Aim of the exercise:
Please take the entries below from the first line through the line containing "Exercise. Find the green grass" and repeat them exactly, leaving out everything after.

Excerpted records:
============

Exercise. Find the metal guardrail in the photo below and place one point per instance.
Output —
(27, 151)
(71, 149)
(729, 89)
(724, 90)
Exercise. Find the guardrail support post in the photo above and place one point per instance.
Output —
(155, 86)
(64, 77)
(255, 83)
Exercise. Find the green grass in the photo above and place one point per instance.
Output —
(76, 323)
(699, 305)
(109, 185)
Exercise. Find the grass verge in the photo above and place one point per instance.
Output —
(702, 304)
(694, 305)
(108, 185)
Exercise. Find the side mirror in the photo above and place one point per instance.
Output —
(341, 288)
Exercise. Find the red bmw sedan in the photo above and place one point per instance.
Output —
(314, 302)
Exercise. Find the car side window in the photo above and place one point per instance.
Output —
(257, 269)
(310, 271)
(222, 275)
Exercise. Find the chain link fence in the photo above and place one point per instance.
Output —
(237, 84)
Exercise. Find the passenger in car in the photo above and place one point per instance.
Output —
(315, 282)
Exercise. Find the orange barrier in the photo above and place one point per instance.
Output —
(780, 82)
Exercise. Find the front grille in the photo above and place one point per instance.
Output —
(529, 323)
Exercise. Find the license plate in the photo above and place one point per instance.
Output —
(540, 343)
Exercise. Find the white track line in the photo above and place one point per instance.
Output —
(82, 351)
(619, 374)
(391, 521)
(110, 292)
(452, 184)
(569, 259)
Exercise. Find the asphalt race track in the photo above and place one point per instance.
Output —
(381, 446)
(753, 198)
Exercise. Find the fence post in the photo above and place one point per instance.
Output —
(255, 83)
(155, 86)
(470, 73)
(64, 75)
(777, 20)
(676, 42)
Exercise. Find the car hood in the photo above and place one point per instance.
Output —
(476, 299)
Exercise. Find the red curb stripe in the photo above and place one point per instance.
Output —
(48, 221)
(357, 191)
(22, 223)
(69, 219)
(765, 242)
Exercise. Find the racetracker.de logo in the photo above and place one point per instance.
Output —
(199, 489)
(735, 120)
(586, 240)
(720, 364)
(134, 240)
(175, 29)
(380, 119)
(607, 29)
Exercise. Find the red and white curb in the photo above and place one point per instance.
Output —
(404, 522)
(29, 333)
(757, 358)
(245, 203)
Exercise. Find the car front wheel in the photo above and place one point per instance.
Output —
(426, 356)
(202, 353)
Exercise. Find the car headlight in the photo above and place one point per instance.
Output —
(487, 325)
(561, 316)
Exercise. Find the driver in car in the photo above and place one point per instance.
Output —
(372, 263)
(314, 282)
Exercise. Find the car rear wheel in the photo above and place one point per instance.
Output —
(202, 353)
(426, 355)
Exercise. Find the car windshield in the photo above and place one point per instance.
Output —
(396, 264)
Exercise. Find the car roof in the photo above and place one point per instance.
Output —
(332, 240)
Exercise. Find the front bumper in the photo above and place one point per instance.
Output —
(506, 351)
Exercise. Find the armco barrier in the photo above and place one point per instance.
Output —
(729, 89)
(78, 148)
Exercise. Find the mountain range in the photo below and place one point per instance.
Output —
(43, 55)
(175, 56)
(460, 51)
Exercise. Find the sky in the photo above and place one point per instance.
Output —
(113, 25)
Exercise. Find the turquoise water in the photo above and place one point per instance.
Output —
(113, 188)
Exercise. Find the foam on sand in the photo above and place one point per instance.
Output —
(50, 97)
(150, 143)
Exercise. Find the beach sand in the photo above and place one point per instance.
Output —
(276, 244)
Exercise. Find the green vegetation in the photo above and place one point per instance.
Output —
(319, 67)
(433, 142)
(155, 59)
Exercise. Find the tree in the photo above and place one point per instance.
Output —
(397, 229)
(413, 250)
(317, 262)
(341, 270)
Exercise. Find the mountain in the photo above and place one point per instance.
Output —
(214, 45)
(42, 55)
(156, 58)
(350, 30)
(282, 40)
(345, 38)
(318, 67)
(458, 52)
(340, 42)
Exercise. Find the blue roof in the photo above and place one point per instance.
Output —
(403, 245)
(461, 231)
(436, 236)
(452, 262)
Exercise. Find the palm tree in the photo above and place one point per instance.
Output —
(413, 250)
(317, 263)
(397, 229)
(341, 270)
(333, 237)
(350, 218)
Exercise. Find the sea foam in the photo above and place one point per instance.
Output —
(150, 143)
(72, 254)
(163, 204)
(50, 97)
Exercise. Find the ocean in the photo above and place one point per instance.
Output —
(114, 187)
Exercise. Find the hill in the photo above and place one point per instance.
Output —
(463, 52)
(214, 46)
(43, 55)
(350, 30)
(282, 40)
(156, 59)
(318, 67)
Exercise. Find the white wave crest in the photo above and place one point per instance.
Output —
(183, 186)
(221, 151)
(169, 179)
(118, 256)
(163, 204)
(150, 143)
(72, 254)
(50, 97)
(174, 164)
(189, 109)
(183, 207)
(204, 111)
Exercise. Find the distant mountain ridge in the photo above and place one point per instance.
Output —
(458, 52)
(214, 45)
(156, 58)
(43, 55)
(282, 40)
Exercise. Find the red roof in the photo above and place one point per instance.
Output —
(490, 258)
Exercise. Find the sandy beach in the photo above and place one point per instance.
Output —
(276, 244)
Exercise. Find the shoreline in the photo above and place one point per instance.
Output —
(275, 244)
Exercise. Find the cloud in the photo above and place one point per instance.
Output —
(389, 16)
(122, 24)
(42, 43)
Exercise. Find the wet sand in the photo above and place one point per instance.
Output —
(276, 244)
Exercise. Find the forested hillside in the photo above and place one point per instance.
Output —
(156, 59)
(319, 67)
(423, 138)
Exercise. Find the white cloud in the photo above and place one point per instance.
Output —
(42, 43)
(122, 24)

============

Response area:
Exercise. Find the metal guardrail in the photo below and place one point per instance.
Output —
(27, 151)
(71, 149)
(729, 89)
(724, 90)
Exercise. Find the guardrail support post in the photo above and place one point per instance.
Output —
(155, 86)
(64, 77)
(255, 83)
Exercise. Find the green grass in the photo above and place one point per instance.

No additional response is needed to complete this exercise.